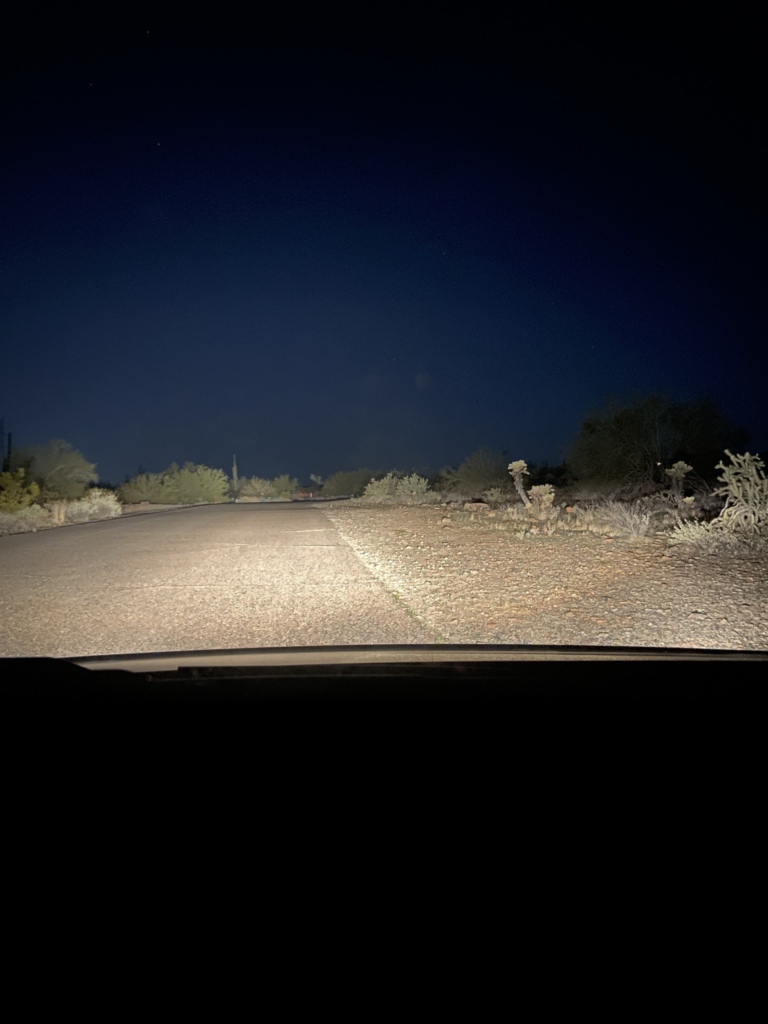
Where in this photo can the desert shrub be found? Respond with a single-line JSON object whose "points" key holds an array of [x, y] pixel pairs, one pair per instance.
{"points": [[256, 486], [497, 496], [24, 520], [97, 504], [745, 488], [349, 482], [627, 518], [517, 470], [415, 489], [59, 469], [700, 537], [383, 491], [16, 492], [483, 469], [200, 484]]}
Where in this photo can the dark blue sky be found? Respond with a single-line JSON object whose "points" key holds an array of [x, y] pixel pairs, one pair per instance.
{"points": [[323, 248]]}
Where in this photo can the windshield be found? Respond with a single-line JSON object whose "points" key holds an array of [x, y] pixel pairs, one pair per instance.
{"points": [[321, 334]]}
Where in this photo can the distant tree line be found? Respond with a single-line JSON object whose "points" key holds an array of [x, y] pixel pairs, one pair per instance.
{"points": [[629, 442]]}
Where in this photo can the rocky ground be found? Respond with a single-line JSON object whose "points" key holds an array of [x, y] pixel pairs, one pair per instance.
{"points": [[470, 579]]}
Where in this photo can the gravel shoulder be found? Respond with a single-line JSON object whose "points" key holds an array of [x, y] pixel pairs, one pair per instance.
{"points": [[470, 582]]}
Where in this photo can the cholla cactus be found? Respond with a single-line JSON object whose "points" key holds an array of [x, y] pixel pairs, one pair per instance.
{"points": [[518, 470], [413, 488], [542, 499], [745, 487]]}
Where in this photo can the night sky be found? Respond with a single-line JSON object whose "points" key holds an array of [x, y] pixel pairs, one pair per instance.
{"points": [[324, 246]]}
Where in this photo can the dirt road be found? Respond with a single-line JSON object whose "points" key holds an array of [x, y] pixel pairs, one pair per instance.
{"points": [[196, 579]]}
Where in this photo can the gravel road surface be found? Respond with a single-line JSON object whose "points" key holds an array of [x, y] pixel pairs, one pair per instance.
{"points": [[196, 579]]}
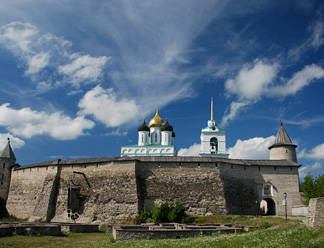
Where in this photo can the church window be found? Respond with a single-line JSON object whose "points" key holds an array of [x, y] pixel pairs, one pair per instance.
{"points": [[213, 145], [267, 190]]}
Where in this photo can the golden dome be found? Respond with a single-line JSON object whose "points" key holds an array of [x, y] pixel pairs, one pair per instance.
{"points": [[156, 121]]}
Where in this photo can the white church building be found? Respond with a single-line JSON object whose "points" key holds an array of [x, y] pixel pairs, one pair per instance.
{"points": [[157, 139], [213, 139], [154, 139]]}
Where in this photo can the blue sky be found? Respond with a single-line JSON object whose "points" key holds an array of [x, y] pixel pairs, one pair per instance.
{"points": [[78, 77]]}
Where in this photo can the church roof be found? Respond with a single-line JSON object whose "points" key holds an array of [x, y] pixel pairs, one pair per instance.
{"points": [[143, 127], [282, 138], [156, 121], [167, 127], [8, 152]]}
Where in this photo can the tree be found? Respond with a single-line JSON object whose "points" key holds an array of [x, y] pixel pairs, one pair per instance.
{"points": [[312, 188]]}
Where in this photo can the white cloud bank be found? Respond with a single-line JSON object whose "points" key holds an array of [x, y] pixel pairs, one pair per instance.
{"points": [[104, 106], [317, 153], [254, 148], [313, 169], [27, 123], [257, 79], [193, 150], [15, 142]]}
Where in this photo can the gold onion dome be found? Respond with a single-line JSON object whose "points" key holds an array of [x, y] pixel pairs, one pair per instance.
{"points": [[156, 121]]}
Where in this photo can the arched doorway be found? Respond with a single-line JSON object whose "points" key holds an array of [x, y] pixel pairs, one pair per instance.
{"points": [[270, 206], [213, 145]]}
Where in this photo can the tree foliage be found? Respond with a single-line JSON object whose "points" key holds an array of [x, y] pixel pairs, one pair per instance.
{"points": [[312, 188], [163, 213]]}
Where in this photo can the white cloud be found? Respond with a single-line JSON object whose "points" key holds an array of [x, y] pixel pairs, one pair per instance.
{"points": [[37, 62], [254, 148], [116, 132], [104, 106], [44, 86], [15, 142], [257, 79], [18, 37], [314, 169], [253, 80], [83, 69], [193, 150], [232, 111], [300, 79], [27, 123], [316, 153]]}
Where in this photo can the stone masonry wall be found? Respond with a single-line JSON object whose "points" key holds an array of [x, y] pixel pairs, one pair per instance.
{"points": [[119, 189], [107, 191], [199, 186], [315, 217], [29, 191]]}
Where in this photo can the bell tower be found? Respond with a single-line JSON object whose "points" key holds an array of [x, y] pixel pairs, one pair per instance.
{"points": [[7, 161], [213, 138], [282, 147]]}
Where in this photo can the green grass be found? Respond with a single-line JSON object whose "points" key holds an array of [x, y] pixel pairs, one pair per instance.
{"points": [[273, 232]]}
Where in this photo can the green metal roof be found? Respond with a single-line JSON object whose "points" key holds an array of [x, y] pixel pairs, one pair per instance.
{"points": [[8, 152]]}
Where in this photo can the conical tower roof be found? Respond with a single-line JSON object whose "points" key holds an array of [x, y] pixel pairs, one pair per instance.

> Given problem: Leave out all pictures, then copy the remaining material exactly.

> Response:
Where in this photo can the desert shrub be found? Respond with a single-line JSON object whose "points" key holds an array of [x, y] pixel pairs, one pair per instance.
{"points": [[256, 486], [497, 496], [24, 520], [97, 504], [745, 488], [349, 482], [627, 518], [517, 470], [415, 489], [59, 469], [700, 537], [383, 491], [16, 492], [483, 469], [200, 484]]}
Where in this photo can the dark blue sky be found? Respond with a single-line JSON object whose "points" key holds an array of [x, y] pixel pairs, one pair per instance.
{"points": [[323, 248]]}
Where in this photo can the windshield be found? Respond with a single-line JSON object whose "points" key holds an array of [x, y] pixel pairs, one pair per instance.
{"points": [[321, 334]]}
Where in this photo can the distant tree line be found? Respond with a single-line JSON object whose "points" key holds an array of [x, y] pixel pairs, one pair per instance.
{"points": [[629, 442]]}
Where in this photo can the rocky ground be found? Respond with a single-line JSON object whose "points" key holds an array of [x, y] pixel pairs, one pair per instance.
{"points": [[470, 579]]}
Where in this photo can the gravel shoulder be found? Respond with a single-line JSON object whose "points" key holds an array of [x, y] pixel pairs, one pair per instance.
{"points": [[470, 582]]}
Where in this photo can the cholla cactus be found? Respond with a single-line JSON object whose "points" key holds an array of [x, y] pixel pairs, one pair per instance.
{"points": [[518, 470], [413, 488], [542, 499], [745, 487]]}
Where in this photo can the night sky be found? Respond with a single-line JSON object whose "points" key holds an array of [x, y] pixel pairs, one pair per instance.
{"points": [[324, 246]]}
Where in this photo can the dirt road be found? Respond with a single-line JSON object whose "points" key holds an array of [x, y] pixel pairs, one pair per instance.
{"points": [[196, 579]]}
Where in this photo can the gravel road surface be found? Respond with a single-line JSON object whose "points" key holds an array of [x, y] pixel pairs, one pair per instance.
{"points": [[196, 579]]}
Where in this photo can the church window be found? Respond with a single-line JSON object whose "points" key holds an array of [x, y] pixel pairs, one pair per instance.
{"points": [[213, 145], [267, 190]]}
Where in this photo can the golden dome be found? Respond with a single-line JSON object whose "points" key holds an array of [x, y] pixel pairs, one pair per instance.
{"points": [[156, 121]]}
Where in this photo can the white church building be found? Respond with a single-line JSON object whose "points" key holds an array of [x, y] pixel pairs, one pair per instance.
{"points": [[157, 139], [213, 139], [154, 139]]}
Where in this photo can the blue sky be found? Respond with a single-line JSON object whose "points" key holds an array of [x, y] pixel pairs, one pair per instance.
{"points": [[78, 77]]}
Where in this photo can the church roof be found? Respond with a single-line JSON object whose "points" key holds an array of [x, y] pixel pairs, one pair per instance.
{"points": [[143, 127], [282, 138], [156, 121], [167, 127], [8, 152]]}
Where in this photo can the tree be found? Respond with a single-line JSON object whose "points" key holds an array of [x, y] pixel pairs, one pair per instance.
{"points": [[312, 188]]}
Where in this photo can the white cloud bank be found? Respond with a single-line JSON object whose "points" key holds an array of [x, y] pixel pairs, one pair per instance.
{"points": [[104, 106], [317, 153], [254, 148], [313, 169], [27, 123], [257, 79], [193, 150], [15, 142]]}
Where in this photo can the gold onion dome be found? Respond with a single-line JSON object whose "points" key holds an array of [x, y] pixel pairs, one pair per instance.
{"points": [[156, 121]]}
Where in this photo can the arched doorway be found? Respond with a single-line JSON object whose "points" key holds an array of [x, y] pixel pairs, one pair per instance.
{"points": [[270, 206], [213, 145]]}
Where in this photo can the tree foliage be found? Respond with a single-line JSON object whose "points" key holds an array of [x, y] pixel pairs, one pair per instance.
{"points": [[312, 188], [163, 213]]}
Where in this photo can the white cloud be found? Respond with a single-line JSON object whose "points" key holds an array of [x, y] pixel pairs, one pair per instance.
{"points": [[37, 62], [254, 148], [116, 132], [104, 106], [44, 86], [15, 142], [257, 79], [18, 37], [314, 169], [253, 80], [83, 69], [193, 150], [232, 111], [300, 79], [27, 123], [316, 153]]}
Where in this photo can the stone masonry wall be found? Respond with a single-line JSON object whose "points" key holds an array of [x, y] pixel pairs, one pair per instance.
{"points": [[119, 189], [107, 191], [199, 186], [315, 217], [29, 191]]}
Where in this photo can the bell tower be found? Respond with a single-line JSON object whose "points" key holds an array of [x, y] pixel pairs, one pair per instance.
{"points": [[7, 161], [213, 138], [282, 147]]}
Where in this photo can the green grass be found? Respond with a single-line JSON object whose "points" key holds an array of [x, y] pixel pairs, one pair per instance.
{"points": [[273, 232]]}
Where in this photo can the green metal roof be found? Respond with a single-line JSON object whose "points" key holds an array of [x, y] pixel pairs, one pair per instance.
{"points": [[8, 152]]}
Where in this photo can the conical tower roof be found? Respond with a single-line JSON object whose "points" key holds an array of [x, y] pixel pairs, one pair per instance.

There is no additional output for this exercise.